[Entries supplied]
- Opening Delimiter -
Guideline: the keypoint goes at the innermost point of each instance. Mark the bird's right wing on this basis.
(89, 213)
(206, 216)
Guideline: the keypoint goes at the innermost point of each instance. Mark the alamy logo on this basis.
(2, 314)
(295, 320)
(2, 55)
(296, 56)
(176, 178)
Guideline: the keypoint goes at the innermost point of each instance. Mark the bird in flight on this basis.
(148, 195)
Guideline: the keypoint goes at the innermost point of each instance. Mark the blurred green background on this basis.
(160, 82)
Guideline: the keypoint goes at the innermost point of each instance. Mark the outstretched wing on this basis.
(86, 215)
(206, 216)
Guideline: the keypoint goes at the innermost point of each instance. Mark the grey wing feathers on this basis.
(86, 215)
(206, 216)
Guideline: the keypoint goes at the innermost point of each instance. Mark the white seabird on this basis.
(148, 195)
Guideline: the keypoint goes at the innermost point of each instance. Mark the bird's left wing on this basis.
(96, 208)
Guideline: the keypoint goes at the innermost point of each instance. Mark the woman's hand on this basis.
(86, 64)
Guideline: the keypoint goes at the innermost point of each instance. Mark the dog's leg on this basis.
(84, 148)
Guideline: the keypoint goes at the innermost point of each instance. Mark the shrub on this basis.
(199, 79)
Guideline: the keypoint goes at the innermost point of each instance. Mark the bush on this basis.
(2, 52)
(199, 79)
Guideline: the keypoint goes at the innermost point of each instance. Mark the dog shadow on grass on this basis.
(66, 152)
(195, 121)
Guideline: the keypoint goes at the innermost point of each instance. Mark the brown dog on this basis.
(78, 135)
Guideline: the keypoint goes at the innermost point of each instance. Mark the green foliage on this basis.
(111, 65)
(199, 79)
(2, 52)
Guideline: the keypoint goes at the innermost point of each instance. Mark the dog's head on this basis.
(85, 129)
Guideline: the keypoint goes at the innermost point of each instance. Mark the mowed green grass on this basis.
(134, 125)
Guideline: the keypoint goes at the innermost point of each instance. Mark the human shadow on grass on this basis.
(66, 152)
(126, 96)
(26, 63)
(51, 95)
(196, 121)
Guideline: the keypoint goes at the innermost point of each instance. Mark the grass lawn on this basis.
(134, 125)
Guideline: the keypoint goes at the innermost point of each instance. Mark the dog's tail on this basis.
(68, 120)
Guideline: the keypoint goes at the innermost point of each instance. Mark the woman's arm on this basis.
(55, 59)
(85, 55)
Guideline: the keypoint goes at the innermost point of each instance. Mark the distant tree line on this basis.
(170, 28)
- Closing Delimiter -
[What is needed]
Output an exact copy of the lines from the one holding "lawn on this basis." to the last line of the data, inclusive, and nothing beyond that range.

[Answer for the task]
Guideline: the keypoint goes at the innermost point of each instance. Mark the grass lawn on this basis.
(134, 125)
Guideline: the keypoint goes at the innermost point of each instance. Mark the dog's tail on this basis.
(68, 120)
Guideline: the keypoint goes at the innermost point of each instance. Mark the woman's arm on this basis.
(55, 59)
(85, 55)
Guideline: the keypoint goes at the innermost point of each instance. Mark the distant tree line on this basis.
(170, 28)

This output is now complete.